Court exercice A:
Dans le texte fourni, où la personne qui répond avait-elle mis son baladeur ?
Court exercice B:
D'après le texte fourni, pourquoi la personne qui répond pense-t-elle que Forseth lui disait de retourner se changer, alors qu'elle n'a pas vraiment entendu ses paroles ? Répondez en une à trois phrases.

R.         Et j’avais mon – j’avais mis mon baladeur dans ma poche arrière, comme je le fais toujours dans le corridor, les écouteurs dans les oreilles et je marchais. Pendant que je marchais, j’ai remarqué, juste devant moi, un gars qui portait des shorts, puis un autre avec un sweat-shirt à capuchon.

 

Q.        D’accord.

 

R.         Ils marchaient – ils étaient à une quarantaine de pieds devant moi. Je suis passé devant lui et j’ai pensé – je veux dire je l’ai entendu dire – je n’ai pas vraiment entendu ce qu’il a dit. Je me suis dit : Bon, je savais que c’était à propos de mon tee-shirt gris et qu’il [Forseth] me disait de retourner me changer parce que ce gars, j’ai eu affaire à lui très souvent dans le passé et on dirait qu’il m’a pris en grippe, vous comprenez? Je sais qu’il ne m’aime pas.

Enregistrements extraits:
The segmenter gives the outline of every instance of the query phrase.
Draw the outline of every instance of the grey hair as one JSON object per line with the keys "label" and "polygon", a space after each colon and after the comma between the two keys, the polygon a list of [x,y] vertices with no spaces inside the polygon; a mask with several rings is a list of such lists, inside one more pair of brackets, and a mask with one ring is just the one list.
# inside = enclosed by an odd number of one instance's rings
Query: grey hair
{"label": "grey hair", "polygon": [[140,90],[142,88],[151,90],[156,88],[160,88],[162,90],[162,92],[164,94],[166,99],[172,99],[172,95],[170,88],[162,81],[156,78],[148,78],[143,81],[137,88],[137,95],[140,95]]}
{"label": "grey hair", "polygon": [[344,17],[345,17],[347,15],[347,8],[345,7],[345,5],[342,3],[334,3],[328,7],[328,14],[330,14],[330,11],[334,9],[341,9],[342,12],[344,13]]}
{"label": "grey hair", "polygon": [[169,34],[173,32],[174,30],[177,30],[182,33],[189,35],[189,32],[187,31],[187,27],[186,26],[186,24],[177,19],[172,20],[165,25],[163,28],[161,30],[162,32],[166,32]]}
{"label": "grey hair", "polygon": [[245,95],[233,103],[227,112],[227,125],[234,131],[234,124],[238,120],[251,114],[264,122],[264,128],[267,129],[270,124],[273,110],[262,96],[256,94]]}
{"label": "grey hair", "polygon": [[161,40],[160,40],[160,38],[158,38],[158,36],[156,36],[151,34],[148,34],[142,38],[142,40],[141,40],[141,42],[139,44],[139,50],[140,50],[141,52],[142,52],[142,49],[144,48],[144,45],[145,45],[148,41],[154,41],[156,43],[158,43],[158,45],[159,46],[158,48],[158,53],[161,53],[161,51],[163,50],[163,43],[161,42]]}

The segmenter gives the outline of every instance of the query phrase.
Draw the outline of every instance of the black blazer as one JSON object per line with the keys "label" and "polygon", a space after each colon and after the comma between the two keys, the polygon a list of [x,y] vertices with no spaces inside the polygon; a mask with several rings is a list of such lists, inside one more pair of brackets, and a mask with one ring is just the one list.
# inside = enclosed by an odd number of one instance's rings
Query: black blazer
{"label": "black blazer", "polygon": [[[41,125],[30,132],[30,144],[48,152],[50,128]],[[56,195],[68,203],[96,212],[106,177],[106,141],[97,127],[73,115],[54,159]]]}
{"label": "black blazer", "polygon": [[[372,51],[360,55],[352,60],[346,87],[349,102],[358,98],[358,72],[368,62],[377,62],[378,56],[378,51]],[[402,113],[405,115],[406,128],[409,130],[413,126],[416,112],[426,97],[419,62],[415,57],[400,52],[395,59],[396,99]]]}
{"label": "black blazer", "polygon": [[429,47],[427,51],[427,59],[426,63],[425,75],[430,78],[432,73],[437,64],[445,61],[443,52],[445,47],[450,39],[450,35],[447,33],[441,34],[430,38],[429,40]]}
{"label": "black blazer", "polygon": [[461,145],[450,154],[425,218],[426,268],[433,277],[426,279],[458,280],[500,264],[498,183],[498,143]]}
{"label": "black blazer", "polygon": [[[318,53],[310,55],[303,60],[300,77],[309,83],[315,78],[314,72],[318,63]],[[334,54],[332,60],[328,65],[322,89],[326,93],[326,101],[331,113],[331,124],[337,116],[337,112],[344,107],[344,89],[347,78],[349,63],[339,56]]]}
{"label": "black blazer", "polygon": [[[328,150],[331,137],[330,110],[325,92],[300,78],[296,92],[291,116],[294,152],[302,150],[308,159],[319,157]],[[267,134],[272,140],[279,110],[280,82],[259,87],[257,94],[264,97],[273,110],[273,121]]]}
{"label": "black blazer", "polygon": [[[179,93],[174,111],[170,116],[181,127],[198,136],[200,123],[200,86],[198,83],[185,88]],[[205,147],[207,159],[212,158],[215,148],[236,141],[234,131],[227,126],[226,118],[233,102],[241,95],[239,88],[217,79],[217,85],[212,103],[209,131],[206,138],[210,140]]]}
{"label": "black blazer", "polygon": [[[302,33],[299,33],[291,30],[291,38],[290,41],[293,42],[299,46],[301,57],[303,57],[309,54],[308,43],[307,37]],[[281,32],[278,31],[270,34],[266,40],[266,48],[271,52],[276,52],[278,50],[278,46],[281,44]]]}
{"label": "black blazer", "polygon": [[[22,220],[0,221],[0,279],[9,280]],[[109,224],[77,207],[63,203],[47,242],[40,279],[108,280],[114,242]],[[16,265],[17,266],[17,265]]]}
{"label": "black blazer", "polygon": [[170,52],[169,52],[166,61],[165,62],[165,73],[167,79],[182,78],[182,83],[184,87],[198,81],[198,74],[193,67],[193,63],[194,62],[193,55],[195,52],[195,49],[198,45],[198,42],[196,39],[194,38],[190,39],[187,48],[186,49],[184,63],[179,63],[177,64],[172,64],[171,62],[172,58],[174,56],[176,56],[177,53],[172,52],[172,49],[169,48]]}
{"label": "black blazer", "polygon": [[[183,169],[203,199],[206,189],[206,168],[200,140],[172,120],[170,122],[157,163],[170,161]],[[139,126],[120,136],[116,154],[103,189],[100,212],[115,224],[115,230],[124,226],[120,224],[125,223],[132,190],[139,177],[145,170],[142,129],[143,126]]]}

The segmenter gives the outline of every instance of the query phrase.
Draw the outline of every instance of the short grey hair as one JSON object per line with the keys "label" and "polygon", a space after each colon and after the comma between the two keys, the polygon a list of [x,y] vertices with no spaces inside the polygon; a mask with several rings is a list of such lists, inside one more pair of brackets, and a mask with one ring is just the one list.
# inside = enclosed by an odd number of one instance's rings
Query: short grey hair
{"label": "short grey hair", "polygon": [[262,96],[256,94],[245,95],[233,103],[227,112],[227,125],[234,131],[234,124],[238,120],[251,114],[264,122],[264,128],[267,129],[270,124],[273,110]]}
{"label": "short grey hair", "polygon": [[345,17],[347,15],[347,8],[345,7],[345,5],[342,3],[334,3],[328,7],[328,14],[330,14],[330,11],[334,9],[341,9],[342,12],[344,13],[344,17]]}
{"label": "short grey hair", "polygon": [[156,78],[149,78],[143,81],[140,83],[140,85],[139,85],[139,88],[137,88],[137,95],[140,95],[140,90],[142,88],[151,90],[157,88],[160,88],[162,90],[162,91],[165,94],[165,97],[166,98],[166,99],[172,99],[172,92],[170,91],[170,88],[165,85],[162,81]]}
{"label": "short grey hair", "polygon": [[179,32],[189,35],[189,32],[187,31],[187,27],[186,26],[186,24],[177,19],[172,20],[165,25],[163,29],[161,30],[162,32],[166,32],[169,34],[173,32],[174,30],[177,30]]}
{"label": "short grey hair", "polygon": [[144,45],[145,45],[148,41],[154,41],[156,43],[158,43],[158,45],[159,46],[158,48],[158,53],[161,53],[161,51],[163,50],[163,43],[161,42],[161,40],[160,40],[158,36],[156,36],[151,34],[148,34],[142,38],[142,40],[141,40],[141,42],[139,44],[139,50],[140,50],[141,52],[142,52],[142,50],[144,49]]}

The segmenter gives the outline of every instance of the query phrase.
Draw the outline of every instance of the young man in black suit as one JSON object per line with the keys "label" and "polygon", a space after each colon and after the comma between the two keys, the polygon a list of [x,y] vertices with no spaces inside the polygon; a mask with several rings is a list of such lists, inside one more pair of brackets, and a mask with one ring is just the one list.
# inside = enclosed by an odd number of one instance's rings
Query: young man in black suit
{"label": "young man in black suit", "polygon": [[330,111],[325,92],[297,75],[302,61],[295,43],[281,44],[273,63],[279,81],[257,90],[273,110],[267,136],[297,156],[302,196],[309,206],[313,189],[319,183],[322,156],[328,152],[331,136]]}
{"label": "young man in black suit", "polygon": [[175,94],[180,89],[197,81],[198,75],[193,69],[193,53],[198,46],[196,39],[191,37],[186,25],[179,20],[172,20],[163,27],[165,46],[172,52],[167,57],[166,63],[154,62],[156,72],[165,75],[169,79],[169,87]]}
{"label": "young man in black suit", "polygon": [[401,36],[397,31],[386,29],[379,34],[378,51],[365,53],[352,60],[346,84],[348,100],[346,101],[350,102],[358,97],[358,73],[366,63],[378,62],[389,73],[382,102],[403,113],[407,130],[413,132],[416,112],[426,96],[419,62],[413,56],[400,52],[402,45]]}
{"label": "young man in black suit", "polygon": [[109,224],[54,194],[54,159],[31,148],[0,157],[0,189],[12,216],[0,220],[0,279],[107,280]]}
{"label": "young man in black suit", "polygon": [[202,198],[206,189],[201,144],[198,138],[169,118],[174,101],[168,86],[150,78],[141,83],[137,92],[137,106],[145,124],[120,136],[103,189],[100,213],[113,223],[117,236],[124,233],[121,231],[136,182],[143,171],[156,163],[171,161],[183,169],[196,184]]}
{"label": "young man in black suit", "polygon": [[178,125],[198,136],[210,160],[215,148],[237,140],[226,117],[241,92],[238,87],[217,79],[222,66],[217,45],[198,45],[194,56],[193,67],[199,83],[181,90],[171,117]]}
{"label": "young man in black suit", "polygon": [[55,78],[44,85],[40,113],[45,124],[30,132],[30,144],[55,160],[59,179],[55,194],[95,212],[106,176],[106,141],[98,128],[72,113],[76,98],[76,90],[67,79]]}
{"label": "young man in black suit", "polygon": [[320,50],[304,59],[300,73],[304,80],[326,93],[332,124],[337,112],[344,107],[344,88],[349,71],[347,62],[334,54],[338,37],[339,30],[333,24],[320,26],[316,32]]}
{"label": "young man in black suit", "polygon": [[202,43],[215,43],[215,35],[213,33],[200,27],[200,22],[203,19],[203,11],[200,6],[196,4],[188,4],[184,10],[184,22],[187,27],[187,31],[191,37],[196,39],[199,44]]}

Réponse finale A:
Dans sa poche arrière.

Réponse finale B:
Elle a eu affaire à lui très souvent dans le passé, et il semble l'avoir prise en grippe. Elle sait qu'il ne l'aime pas.